[Collected data entries]
◇ ◇ ◇ ◇ ◇
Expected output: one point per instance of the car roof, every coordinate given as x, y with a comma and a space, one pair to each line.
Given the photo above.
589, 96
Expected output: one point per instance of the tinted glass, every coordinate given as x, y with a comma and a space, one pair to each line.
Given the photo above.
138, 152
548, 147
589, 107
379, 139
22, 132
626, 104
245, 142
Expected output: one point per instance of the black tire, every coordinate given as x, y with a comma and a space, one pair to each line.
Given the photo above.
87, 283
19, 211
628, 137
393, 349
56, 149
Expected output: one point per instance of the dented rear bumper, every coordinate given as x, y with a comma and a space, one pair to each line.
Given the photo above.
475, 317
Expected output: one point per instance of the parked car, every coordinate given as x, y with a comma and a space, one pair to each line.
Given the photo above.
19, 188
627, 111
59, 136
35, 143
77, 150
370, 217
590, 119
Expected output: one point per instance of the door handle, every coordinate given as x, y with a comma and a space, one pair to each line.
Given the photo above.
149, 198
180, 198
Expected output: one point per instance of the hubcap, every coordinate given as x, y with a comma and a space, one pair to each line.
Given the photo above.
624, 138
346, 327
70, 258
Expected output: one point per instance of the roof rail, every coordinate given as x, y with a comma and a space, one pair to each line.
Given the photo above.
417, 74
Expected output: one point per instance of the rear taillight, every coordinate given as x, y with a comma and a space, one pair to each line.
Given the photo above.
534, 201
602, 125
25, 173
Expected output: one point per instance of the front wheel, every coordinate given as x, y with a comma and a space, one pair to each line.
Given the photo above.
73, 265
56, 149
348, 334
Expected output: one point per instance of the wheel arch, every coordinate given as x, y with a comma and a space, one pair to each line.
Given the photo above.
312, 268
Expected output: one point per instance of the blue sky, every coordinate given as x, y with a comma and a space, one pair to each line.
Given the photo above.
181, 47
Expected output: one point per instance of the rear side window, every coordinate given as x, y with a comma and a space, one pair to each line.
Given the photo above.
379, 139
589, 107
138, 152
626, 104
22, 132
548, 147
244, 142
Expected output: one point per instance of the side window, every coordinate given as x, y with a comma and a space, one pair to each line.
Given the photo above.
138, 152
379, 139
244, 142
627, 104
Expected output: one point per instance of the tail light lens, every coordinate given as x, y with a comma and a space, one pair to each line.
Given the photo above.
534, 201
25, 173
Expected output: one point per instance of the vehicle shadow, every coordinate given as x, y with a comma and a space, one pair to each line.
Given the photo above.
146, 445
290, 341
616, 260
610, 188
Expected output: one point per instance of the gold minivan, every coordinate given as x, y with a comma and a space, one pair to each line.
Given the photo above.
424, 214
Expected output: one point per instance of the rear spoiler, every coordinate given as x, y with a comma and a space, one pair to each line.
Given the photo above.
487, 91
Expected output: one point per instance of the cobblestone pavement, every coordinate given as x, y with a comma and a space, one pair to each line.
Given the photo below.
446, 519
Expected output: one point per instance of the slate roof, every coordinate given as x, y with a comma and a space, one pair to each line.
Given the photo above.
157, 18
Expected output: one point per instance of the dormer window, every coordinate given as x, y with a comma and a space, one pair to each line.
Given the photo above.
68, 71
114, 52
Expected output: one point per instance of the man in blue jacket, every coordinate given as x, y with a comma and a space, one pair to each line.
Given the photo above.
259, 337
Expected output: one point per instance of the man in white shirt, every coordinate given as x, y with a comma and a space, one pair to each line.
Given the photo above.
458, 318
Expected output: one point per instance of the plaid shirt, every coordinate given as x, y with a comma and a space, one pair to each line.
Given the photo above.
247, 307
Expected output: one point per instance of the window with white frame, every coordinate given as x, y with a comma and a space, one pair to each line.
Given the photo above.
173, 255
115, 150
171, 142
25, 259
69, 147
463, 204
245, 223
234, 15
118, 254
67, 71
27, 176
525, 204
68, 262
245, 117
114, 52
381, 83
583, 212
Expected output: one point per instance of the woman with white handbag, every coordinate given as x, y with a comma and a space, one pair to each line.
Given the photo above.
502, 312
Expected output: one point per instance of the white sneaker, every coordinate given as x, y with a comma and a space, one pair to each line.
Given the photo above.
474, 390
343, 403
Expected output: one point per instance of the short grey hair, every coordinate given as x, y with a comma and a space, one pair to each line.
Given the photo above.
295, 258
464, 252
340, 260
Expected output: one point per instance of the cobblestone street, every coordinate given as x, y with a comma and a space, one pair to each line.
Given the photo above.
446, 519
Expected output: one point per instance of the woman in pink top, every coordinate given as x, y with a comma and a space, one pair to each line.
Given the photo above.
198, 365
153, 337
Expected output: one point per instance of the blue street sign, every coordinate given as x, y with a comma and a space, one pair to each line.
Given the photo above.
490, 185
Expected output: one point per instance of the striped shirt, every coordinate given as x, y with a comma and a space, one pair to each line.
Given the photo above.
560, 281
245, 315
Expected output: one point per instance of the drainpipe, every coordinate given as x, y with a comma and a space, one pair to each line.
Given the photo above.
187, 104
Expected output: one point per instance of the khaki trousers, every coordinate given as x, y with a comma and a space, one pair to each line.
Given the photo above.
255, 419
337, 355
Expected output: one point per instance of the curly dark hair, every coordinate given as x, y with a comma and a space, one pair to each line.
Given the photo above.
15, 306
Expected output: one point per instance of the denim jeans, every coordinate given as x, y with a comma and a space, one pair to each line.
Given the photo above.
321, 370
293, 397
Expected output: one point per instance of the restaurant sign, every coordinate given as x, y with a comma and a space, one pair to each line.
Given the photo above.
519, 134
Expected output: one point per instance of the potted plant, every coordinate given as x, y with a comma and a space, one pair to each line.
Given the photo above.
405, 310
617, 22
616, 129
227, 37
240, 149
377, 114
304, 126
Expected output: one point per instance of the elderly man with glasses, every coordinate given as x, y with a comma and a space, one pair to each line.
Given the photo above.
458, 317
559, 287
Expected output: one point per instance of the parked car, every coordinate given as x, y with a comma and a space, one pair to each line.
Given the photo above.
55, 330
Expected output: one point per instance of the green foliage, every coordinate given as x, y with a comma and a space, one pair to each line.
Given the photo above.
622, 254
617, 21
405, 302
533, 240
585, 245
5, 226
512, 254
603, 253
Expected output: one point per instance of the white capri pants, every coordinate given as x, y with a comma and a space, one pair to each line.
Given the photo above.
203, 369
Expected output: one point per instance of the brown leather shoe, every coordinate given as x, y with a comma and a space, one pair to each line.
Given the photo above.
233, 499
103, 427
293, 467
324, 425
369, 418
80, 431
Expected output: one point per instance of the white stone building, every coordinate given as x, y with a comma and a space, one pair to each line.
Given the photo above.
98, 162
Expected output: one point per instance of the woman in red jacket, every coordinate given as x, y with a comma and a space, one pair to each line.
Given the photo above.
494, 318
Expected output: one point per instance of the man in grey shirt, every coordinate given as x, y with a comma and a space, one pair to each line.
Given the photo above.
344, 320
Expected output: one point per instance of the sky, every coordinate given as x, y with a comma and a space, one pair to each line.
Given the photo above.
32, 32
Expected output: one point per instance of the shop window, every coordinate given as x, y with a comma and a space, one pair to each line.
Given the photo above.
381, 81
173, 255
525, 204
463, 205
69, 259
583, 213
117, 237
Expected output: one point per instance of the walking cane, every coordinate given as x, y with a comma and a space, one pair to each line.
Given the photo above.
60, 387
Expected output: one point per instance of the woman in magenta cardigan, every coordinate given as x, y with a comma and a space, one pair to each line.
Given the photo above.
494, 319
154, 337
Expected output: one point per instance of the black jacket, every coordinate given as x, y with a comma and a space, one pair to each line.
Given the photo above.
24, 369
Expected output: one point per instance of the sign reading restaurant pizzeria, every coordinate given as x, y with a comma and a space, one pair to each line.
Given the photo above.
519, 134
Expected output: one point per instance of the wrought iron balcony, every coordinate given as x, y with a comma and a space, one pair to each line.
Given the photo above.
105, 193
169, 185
◇ ◇ ◇ ◇ ◇
§ Exercise aim
Repeat exactly the lines from the line containing "Expected output: one point per instance of the man in grey" through the end of the listing above; both boundary lines are part of the output.

§ Problem solution
Expected output: one point per instance of the man in grey shirt, every coordinate given as x, y with a comma and a space, one pair to each line.
Given the photo above.
344, 320
Expected output: one point per instance of the sky, every coordinate given as x, y with a comma and a space, one pair to each line.
Given the photo above.
32, 32
Expected output: one point per instance of the shop window, every coordinate given as x, y with a comma and a space, one pair to each line.
Given the photo above.
381, 81
173, 255
525, 204
463, 205
69, 259
583, 213
117, 237
Expected output: one point per instance of the walking cane, every coordinate given as x, y with a comma and a space, one pair to each line.
Given the photo above.
60, 387
Expected output: one point per instance of the woman in magenta cardigan, every coordinate given as x, y with a comma and a space, one pair to each line.
Given the photo above.
494, 319
154, 337
Expected output: one point per instance of the black jacket, every coordinate given as x, y with a comma and a space, one pair to each line.
Given the photo above.
24, 369
Expected output: one point per instance of the sign reading restaurant pizzeria, every coordinate given as x, y with a comma and a space, one pair to each line.
Given the photo above.
519, 134
Expected output: one point per instance of the wrought iron balcony, every coordinate given as x, y with a comma and a space, one pair to each line.
Given the photo above.
105, 193
169, 185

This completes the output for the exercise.